Activity:
Write out each line of the listing as it stands, without the images.

Material provided:
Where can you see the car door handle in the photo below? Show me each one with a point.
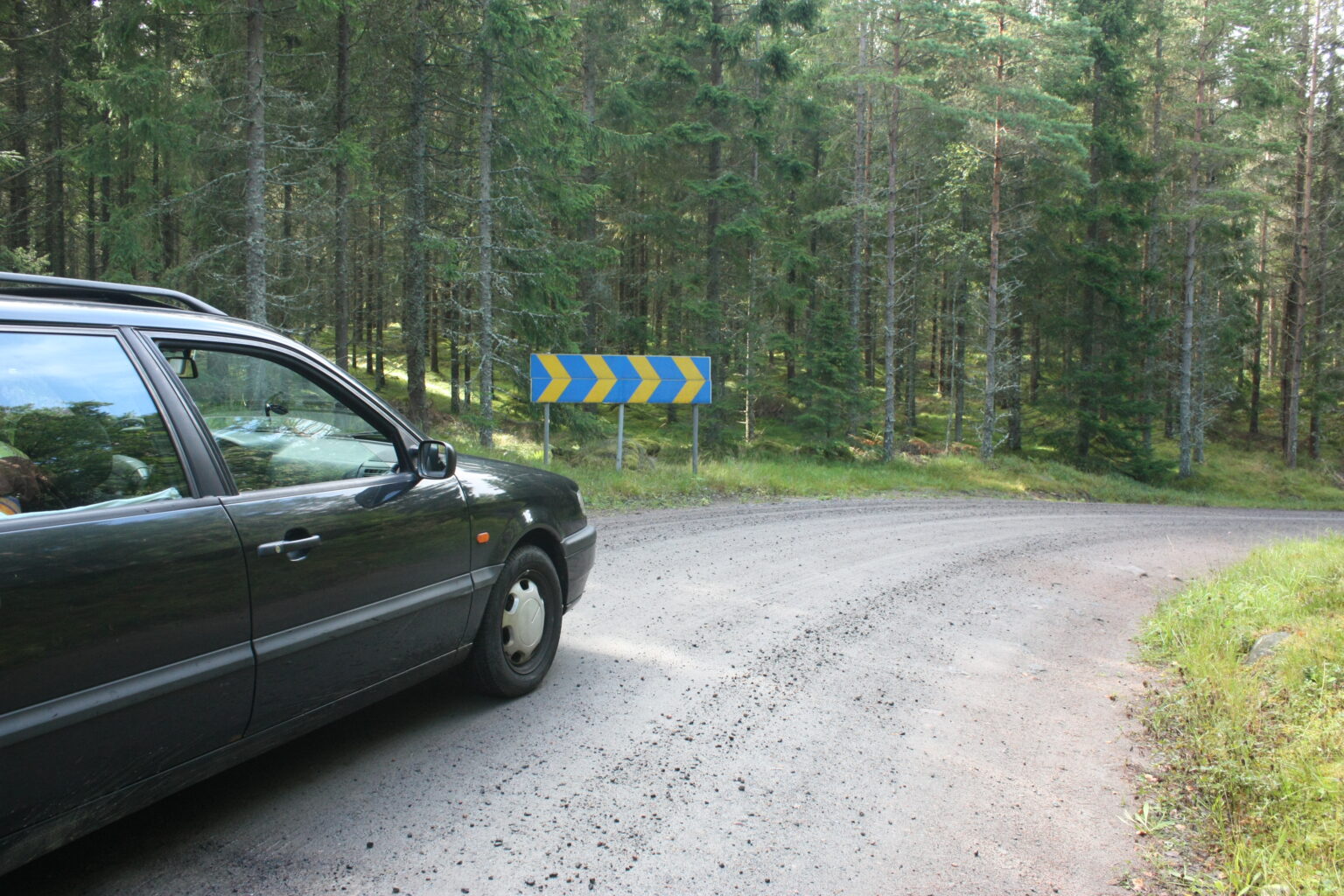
(273, 549)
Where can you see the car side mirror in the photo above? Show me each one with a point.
(436, 459)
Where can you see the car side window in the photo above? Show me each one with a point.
(276, 426)
(78, 427)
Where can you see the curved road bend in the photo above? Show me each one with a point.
(874, 697)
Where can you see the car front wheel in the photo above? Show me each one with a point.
(521, 629)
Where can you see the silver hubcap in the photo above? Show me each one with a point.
(524, 621)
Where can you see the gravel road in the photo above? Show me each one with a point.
(889, 697)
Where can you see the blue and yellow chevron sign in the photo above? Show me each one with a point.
(620, 379)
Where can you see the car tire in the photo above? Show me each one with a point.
(521, 629)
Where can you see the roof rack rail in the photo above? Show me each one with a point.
(98, 290)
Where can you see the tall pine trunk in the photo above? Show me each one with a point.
(486, 346)
(1187, 328)
(860, 198)
(416, 273)
(1294, 309)
(987, 427)
(341, 248)
(889, 312)
(255, 192)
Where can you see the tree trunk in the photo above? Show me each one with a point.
(1294, 312)
(859, 236)
(55, 202)
(486, 234)
(589, 291)
(18, 228)
(889, 320)
(1187, 329)
(1151, 241)
(1261, 289)
(416, 256)
(255, 191)
(987, 427)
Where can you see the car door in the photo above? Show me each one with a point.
(359, 569)
(124, 620)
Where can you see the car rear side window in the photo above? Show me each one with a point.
(78, 427)
(273, 424)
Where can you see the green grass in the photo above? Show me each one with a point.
(1254, 754)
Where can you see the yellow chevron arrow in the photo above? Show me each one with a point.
(649, 379)
(605, 378)
(559, 378)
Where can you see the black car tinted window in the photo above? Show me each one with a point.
(78, 427)
(276, 426)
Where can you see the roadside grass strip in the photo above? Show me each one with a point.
(1248, 786)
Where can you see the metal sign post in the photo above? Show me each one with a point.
(622, 379)
(695, 439)
(546, 437)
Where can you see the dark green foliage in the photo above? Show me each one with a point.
(680, 178)
(830, 386)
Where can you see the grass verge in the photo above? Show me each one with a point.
(776, 468)
(1249, 788)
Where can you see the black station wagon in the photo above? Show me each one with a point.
(213, 539)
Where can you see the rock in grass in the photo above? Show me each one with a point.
(1265, 645)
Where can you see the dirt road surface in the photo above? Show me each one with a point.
(887, 697)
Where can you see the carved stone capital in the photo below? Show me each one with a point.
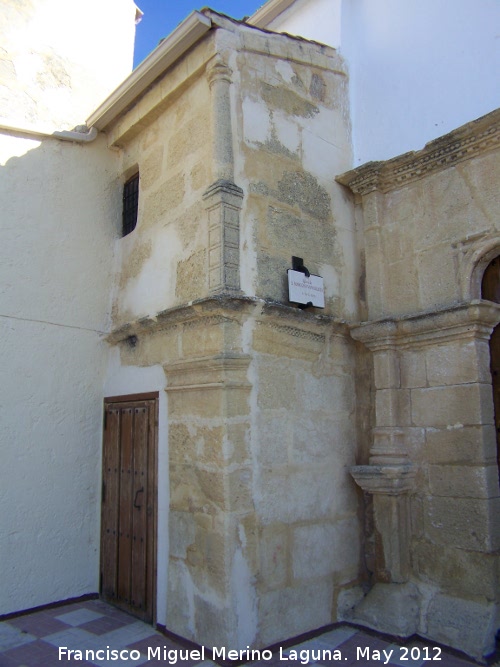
(219, 71)
(466, 142)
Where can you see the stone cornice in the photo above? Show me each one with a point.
(228, 307)
(468, 141)
(475, 319)
(268, 12)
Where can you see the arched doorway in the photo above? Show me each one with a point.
(490, 290)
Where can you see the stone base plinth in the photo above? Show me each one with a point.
(390, 608)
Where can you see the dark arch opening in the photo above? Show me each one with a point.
(490, 290)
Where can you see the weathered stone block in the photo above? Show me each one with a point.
(391, 608)
(465, 523)
(291, 611)
(386, 370)
(464, 481)
(458, 363)
(455, 571)
(321, 549)
(191, 280)
(393, 407)
(182, 529)
(413, 368)
(277, 384)
(469, 626)
(274, 548)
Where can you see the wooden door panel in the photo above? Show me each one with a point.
(125, 505)
(139, 516)
(129, 505)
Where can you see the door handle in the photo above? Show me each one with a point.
(141, 490)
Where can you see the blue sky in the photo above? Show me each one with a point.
(162, 16)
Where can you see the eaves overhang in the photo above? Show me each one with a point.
(268, 12)
(173, 47)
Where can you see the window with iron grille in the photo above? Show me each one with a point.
(130, 204)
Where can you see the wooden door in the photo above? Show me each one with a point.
(128, 509)
(490, 290)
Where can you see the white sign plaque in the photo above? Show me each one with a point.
(304, 290)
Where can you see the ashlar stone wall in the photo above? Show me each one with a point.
(431, 226)
(264, 531)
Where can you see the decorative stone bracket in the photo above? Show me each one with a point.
(390, 485)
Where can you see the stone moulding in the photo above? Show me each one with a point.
(466, 142)
(228, 307)
(391, 480)
(466, 320)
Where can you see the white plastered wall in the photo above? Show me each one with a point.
(418, 69)
(60, 217)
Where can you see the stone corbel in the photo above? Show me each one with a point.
(390, 475)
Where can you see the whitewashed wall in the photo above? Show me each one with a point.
(59, 219)
(418, 69)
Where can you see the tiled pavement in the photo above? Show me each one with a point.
(33, 640)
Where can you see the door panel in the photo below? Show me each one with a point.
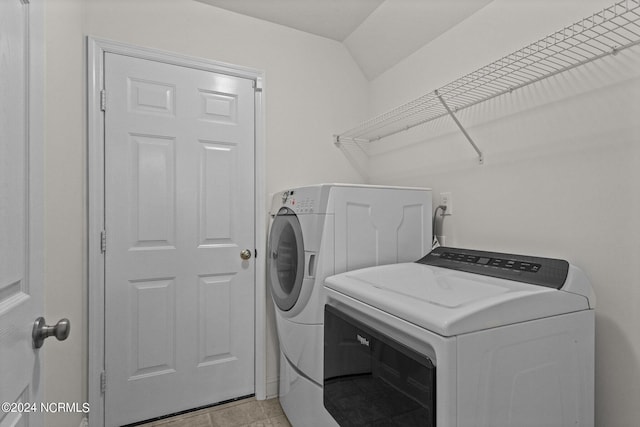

Final answer:
Where can you see the car door handle in the photo below? Show me each one with a point.
(273, 549)
Where can you see the car side mirror in the photo above? Show me each one with a point.
(436, 459)
Where can you see the car side window in the photo above? Show me each one with a point.
(276, 426)
(78, 427)
Where can you see the curved road bend in the photo above? Show me each one with a point.
(874, 697)
Where can you see the car front wheel in the photo above? Show me each one with a point.
(521, 629)
Where can you see the silver hubcap in the photo above? Show me each one with a point.
(524, 621)
Where can you see the gravel road in the photo above? Show me each one with a point.
(889, 697)
Where can you see the blue and yellow chevron sign in the photo above? Show me each one with a point.
(620, 379)
Where can you see the car tire in the photo above? Show me each one with a point.
(521, 629)
Where can you see the roof rack rail in the photo above? Show me each one with a point.
(98, 290)
Where can you see the tall pine trunk in the photo above? Show me each one with a point.
(486, 346)
(1187, 328)
(860, 198)
(416, 273)
(1294, 309)
(987, 427)
(341, 248)
(889, 312)
(255, 192)
Where can you see the tree trunk in the photo above? Show me each one with a point.
(1294, 312)
(859, 236)
(55, 202)
(486, 234)
(589, 291)
(18, 228)
(889, 320)
(1187, 329)
(1151, 241)
(1261, 289)
(416, 256)
(255, 191)
(987, 427)
Where can you see the car door in the photo above? Show me each one with a point.
(359, 569)
(124, 620)
Where can you see the car rear side window in the photo above? Show me each one with a point.
(78, 427)
(273, 424)
Where can you see the green grass in the photo above? Show me each one with a point.
(1254, 754)
Where can you see the yellow chevron arrow in the photo above? Show me each one with a point.
(649, 379)
(605, 378)
(559, 378)
Where can you see the black car tinted window in the photo above? Show me each one with a point.
(78, 427)
(276, 426)
Where can you see the roadside grass strip in the photo above? Show me each one with a point.
(1248, 786)
Where can you see the metal sign post in the photo above? Show me each one with a point.
(622, 379)
(695, 439)
(546, 437)
Where can you see the dark green foliage in the photo above? Show me each one with a point.
(680, 178)
(830, 386)
Where can you see the grass verge in the photo above? Show me each one with a point.
(776, 468)
(1249, 788)
Where can you see the black station wagon in the photo above? Show me each one with a point.
(213, 539)
Where can you see the rock in grass in the photo above? Show me each one with a point.
(1265, 645)
Where can you see the dirt road surface in the photo above? Show me each one with a point.
(887, 697)
Where can you see the carved stone capital in the photo below? Show me each one with a point.
(219, 71)
(466, 142)
Where can you see the stone cornice in the photo above? Show me each one with a point.
(228, 307)
(468, 141)
(475, 319)
(268, 12)
Where can you see the arched doorway in the photo above? Show me each one with a point.
(490, 290)
Where can you see the stone base plinth in the photo above? Show me each one with a point.
(390, 608)
Where can you see the dark arch opening in the photo above? Show me each one with a point.
(490, 290)
Where can you see the weathered stone block in the photo above? Show me each one with a point.
(391, 608)
(465, 523)
(291, 611)
(386, 370)
(464, 481)
(458, 363)
(455, 571)
(321, 549)
(191, 280)
(393, 407)
(182, 529)
(413, 368)
(277, 384)
(469, 626)
(274, 548)
Where can you see the wooden door panel in the photo above? Show me each one with a point.
(125, 505)
(139, 516)
(129, 505)
Where can you see the door handle in the photo above? Show me each one with a point.
(141, 490)
Where can you see the blue sky in the photo above? Show me each one with a point.
(162, 16)
Where can you see the eaves overhang in the photo above? Show me each one with a point.
(268, 12)
(173, 47)
Where can you see the window with iron grille in the photo above? Show me each one with a point.
(130, 204)
Where can you see the wooden door in the photo above? Show me each one with a point.
(128, 509)
(490, 290)
Where can you see the white sign plaque in the photo above? Show me each one with a point.
(304, 290)
Where can you see the ashlar stone wall in the photo above? Show me each one with a point.
(431, 226)
(264, 531)
Where can you see the decorative stone bracket in the photo above? Show me each one with a point.
(390, 485)
Where can you see the stone moulding in the photo above? Show me each one with a point.
(466, 142)
(228, 307)
(391, 480)
(466, 320)
Where can you see the white plastered wall in the photo above? Show me each one with a point.
(418, 69)
(60, 217)
Where can you see the stone corbel in the photo above? Show me each one with a point.
(390, 475)
Where can you see the whitewashed wall in the photo above? Show me each one with a point.
(59, 219)
(418, 69)
Where can you see the tiled pavement in the photo above? Show me each one with a point.
(33, 640)
Where can you see the door panel in the photo below? Show me each one with a point.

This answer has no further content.